● YOUR GOAL:
When you copy the material below, keep every line exact and omit the pictures.

......

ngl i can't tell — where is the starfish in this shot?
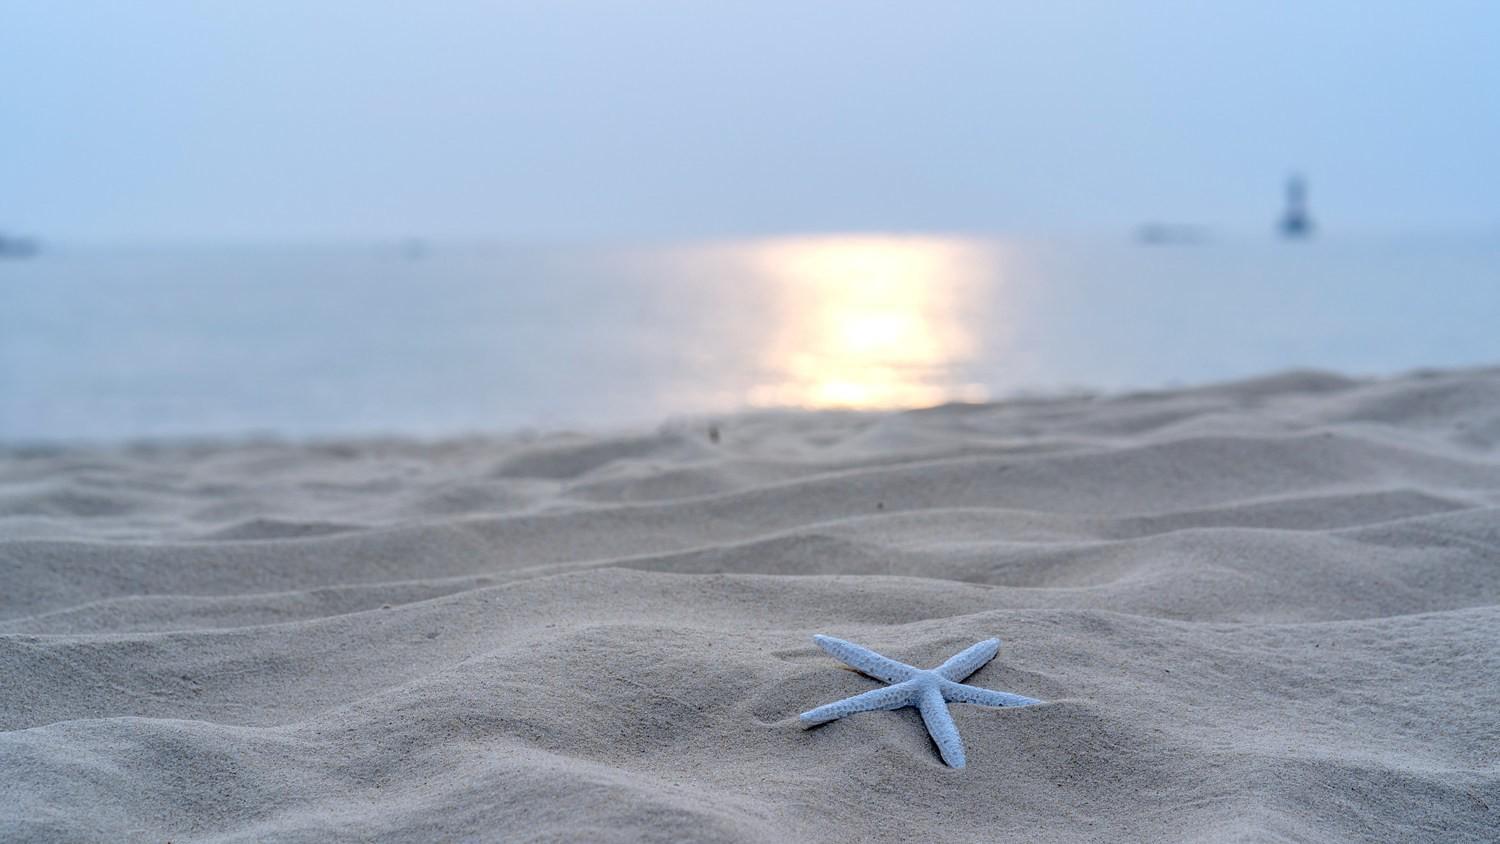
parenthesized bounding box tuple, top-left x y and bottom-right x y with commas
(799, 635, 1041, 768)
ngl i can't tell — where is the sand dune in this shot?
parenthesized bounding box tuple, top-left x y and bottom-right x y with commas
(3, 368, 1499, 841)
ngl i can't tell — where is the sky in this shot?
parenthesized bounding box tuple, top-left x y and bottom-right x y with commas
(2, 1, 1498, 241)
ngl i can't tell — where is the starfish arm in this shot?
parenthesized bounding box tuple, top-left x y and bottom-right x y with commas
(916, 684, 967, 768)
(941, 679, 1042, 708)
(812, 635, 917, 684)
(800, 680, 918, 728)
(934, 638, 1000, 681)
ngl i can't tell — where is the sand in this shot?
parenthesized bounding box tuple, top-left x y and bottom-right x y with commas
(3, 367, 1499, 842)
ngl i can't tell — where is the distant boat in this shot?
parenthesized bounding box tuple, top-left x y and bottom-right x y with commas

......

● FINISHED TASK:
ngl i can't tell — where is the starfish in this shot?
parenthesized bounding box tuple, top-left x y and bottom-right x y with commas
(799, 635, 1041, 768)
ngl i can't tell — where is the sand dune in this shot?
parenthesized bounding box tuple, top-left x y and bottom-right x y with commas
(3, 368, 1499, 841)
ngl i can't tell — where is the sky in this shot?
parenthesized bounding box tuple, top-left x y and bottom-right x y with commas
(2, 1, 1498, 241)
ngl i can't tell — where is the starfish arm in this shot?
parenthesized bounding box tuple, top-left x y and bottom-right x y with commas
(916, 684, 967, 768)
(941, 679, 1042, 708)
(812, 635, 917, 684)
(800, 680, 918, 728)
(934, 638, 1000, 681)
ngl i can't tell — where is the sand in this shot?
parenthesized bounding box tuple, top-left x y and bottom-right x y with commas
(3, 367, 1499, 842)
ngl i can't tell — where is the distant boat in this shot?
parenthesized bounding box tuple, top-left x y and bottom-right x y with commas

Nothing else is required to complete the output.